[Point-per-instance localization data]
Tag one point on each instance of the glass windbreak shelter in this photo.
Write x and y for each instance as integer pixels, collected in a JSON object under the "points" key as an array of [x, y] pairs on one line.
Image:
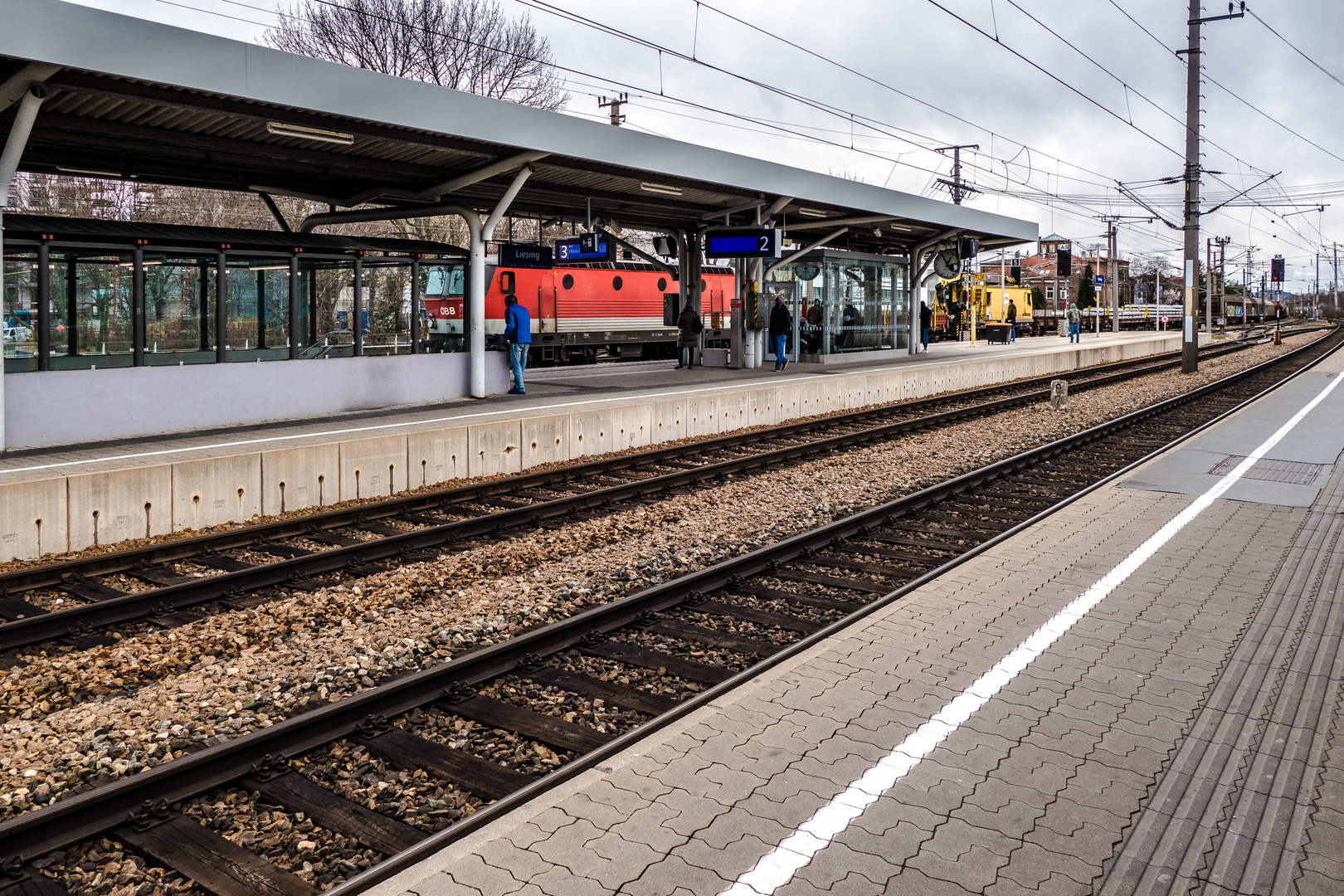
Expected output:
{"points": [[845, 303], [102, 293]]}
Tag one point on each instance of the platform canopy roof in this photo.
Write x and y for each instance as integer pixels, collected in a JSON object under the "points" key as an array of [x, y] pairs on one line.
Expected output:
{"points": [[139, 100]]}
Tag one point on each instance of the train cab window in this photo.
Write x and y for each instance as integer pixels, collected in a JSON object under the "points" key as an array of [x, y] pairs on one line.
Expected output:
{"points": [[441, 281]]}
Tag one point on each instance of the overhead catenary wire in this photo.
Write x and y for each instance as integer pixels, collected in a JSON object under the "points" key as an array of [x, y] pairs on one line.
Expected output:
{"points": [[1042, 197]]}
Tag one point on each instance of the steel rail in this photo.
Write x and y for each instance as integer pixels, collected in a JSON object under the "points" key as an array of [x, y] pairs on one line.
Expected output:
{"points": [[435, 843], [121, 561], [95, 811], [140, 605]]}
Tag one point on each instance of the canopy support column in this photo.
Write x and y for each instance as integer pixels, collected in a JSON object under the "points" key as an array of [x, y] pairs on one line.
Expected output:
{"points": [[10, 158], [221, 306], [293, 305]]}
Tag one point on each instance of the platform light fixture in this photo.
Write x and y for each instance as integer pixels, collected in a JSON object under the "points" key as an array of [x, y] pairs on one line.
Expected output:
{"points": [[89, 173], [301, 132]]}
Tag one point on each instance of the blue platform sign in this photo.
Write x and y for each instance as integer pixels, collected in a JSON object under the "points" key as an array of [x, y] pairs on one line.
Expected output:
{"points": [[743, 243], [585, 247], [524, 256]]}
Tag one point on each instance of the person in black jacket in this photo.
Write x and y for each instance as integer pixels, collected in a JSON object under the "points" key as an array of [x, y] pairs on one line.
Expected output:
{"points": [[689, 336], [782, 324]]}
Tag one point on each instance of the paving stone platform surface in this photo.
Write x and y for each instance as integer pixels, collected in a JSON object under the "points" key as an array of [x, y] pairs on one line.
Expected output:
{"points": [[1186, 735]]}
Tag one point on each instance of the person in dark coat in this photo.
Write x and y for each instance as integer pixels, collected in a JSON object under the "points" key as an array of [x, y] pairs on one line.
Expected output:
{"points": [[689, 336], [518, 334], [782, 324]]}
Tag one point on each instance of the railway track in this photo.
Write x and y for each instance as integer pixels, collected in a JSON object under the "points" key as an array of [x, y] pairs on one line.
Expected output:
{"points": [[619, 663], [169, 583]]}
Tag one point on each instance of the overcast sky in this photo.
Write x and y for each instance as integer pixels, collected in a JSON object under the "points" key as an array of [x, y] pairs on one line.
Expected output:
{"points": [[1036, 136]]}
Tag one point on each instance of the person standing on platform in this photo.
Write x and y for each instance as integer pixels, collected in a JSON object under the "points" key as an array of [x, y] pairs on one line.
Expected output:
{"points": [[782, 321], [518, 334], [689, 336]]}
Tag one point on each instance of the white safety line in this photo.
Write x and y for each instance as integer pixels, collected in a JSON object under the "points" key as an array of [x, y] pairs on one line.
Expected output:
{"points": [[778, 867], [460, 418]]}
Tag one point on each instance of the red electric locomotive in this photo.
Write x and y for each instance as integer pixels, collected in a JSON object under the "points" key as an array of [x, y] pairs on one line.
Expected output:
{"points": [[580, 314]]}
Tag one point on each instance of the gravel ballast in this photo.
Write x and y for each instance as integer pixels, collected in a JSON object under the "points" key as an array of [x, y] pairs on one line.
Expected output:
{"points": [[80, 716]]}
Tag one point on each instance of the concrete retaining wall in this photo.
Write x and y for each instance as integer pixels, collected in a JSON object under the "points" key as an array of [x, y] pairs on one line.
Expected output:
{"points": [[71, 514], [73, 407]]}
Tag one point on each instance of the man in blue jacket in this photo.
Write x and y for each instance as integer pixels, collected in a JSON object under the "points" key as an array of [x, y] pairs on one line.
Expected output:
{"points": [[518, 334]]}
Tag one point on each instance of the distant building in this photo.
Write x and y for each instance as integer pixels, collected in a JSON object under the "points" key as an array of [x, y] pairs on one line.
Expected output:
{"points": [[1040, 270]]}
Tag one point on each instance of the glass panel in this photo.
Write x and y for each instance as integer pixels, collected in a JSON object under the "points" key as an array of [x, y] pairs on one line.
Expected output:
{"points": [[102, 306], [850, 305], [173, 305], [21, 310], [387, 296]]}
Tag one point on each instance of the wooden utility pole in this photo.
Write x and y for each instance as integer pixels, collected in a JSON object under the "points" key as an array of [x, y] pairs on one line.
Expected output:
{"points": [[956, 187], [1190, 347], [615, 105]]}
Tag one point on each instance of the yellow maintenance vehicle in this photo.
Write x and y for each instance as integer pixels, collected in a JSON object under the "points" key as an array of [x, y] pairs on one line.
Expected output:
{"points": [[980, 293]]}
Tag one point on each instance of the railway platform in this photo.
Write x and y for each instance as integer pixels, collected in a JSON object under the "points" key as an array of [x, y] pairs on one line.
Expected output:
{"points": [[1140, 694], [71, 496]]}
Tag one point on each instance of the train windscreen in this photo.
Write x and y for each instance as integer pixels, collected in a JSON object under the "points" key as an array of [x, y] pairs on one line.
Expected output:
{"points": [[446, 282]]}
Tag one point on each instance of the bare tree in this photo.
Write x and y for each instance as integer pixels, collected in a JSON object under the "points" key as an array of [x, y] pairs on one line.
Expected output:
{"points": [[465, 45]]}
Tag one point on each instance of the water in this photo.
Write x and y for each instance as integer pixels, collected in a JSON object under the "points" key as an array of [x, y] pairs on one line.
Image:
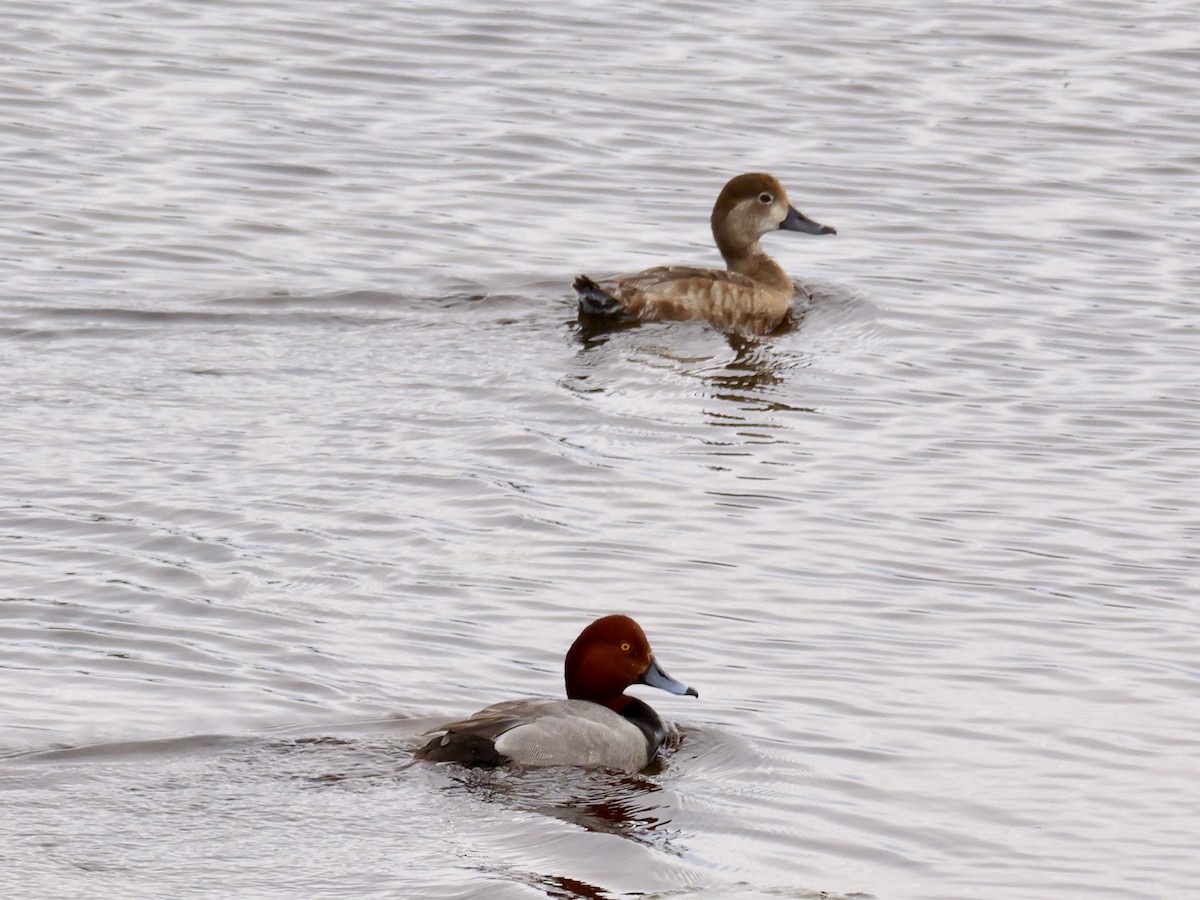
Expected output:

** Assigned task **
Without including any picture, set down every line above exactly as it stands.

** Solved exercise **
Tag one point on each instance of the glass windbreak shelter in this photo.
Write x and y for each instance as integer pixels, collected in a JSON object under the "points" key as an array of [x, y] pairs on one line.
Image:
Expected output:
{"points": [[845, 303], [102, 293]]}
Tag one point on each instance of the platform canopy roof in this photo.
Write x and y for each instance as integer pixels, collected in a JSON object under the "points" key as an array of [x, y] pairs on one line.
Expected output:
{"points": [[139, 100]]}
Tag one point on each instance of the train cab window in this photo.
Write x and y for each instance as integer pixels, collected in a JSON object under the "points" key as an array of [x, y] pairs on one line.
Expected output:
{"points": [[441, 281]]}
Tag one point on each instance of the overhead catenary wire in this photo.
Write x and y for each instance as integer pixels, collected in a JSON object under the "points" key as an array of [x, y] pairs on one line.
Expected output:
{"points": [[1042, 197]]}
Tag one point on each instance of the steel rail in this photo.
Write x and y for each instance as integer pixels, collected in a JSON object under the "points" key as an array of [x, y] pairs on one line.
Expected output:
{"points": [[435, 843], [121, 561], [95, 811], [140, 605]]}
Tag one point on each instance of the canopy support column in this photo.
Write x and y for each instance as integer pixels, collected in a JSON object under the "points" key as an array of [x, y] pairs on one line.
Expected output:
{"points": [[10, 158], [221, 306], [293, 305]]}
Tag one point on each instance of the platform light fixture in this photo.
Write x and y for each instance as integer pixels, collected in a JSON object under the "points" key as an array of [x, y] pairs on one line.
Expected output:
{"points": [[89, 173], [301, 132]]}
Tag one point on each instance of the blue platform sign in this photo.
Write x and y for each instance as integer pixels, collected in a JSON object under the "points" key as an array of [x, y] pairs on one line.
Expected output:
{"points": [[743, 243], [585, 247], [524, 256]]}
Tag one point on each instance of the person in black jacket in this photo.
Write x and y for each instance as integer pixels, collected in a JSON object under the "points" key as an array of [x, y] pairs on one line.
Expected output:
{"points": [[689, 336], [782, 324]]}
Tag one point on each instance of the paving stone platform surface in this photo.
Write x and y for each instance as integer pixels, collected in a JSON object under the "points" key as an array of [x, y] pairs on one line.
Expected output:
{"points": [[1186, 735]]}
Tag one point on each instance of the person in dark coat in this photo.
Write x and y for each instance as integer pixels, collected in a JSON object under the "points" key as an array of [x, y] pairs on one line.
Expected output:
{"points": [[689, 336], [518, 334], [782, 324]]}
Tag one point on each instance of the railway track in this photo.
Write x and y for each instance as integer pixels, collected in a JSON object under the "points" key as an array of [x, y] pairs on one line.
Expected output:
{"points": [[619, 663], [169, 583]]}
Tag one point on each instance of the overcast sky in this photo.
Write x and y for each instance as integer pixels, collected in a JSON object under the "points" key as an array of [x, y] pairs on one line.
Expected output:
{"points": [[1036, 136]]}
Tag one point on each instance of the person standing on platform in this photo.
Write x and y for each instance as integer pixels, collected in a JSON object under the "points" key as an array of [x, y] pairs on one line.
Expected output:
{"points": [[782, 321], [518, 334], [689, 336]]}
Tag one point on each instance of the white safety line in this photo.
Write x and y for each instance as integer pixels, collected in a JSON object under the "points" key as an array of [x, y] pairs on one line.
Expected output:
{"points": [[778, 867], [460, 418]]}
Tag one point on each instance of the red electric locomotive in this photo.
Write x and y for each instance as integer pixels, collected in a JSON object under the "points" key as an array of [x, y] pairs on one line.
Expected output:
{"points": [[580, 314]]}
Tag one point on each instance of the gravel ballast in this photo.
Write x and y for each instance as integer pixels, collected in a JSON object under the "points" key as an array of [x, y] pairs on one line.
Expected output:
{"points": [[80, 716]]}
Tag one point on each instance of the concrete retaining wall in this photo.
Write x and y for each instance as integer pixels, collected in a JSON object under the "points" key as an array of [x, y] pairs on one line.
Expected output:
{"points": [[71, 514], [73, 407]]}
Tag one point on each instance of the man in blue jacket in this photo.
Write x and y for each instance as integer pixels, collected in a JSON object under the "points" key as an array of [x, y] pairs on one line.
Expected output:
{"points": [[518, 334]]}
Tag one point on each instance of the distant building in this photo.
Write x and y for each instance as integer pixels, collected in a JSON object under the "points" key as an array of [x, y] pairs on one line.
Expected output:
{"points": [[1040, 270]]}
Tag one point on each instance of the glass panel in this photo.
Write x and y for each instance as integer pixels, collected in a JSON object under the "points" key as an array of [x, y] pairs on one line.
Expected output:
{"points": [[102, 306], [850, 305], [173, 305], [21, 310], [387, 296]]}
Tag one point on each instance of the wooden utility pole in this photo.
Write x and y for each instance as integer pixels, collected in a JSON object under the "points" key as an array of [x, y] pairs on one line.
Expected output:
{"points": [[956, 187], [1190, 347], [615, 105]]}
Tag one point on each instance of the yellow maintenance vehicle in this photo.
Write x and y for each instance as integer pixels, collected in a JSON object under the "points" key as an array of [x, y] pairs on one line.
Expected output:
{"points": [[980, 293]]}
Tag one point on each instance of the railway platform in this photo.
Write x and y for each instance as integer pixels, collected in a JSON object under the "points" key as an array of [x, y] pairs on one line.
Expected output:
{"points": [[1140, 694], [71, 496]]}
Tag one point on each instance of the train windscreen in this photo.
Write x and y for each instance as integer pixels, collected in a JSON object under the "points" key as an array of [x, y] pairs on one line.
Expected output:
{"points": [[446, 282]]}
Tag one point on each instance of the bare tree in this photo.
Write x and y for each instance as integer pixels, collected in a JSON object under the "points" key as an array of [x, y] pairs on one line.
Expected output:
{"points": [[465, 45]]}
Tag one point on each instance of the water in this photo.
Write x and y for each instance as integer pixels, collected in a JSON object under the "points" key as an array of [x, y] pairs on one line.
Image:
Expected output:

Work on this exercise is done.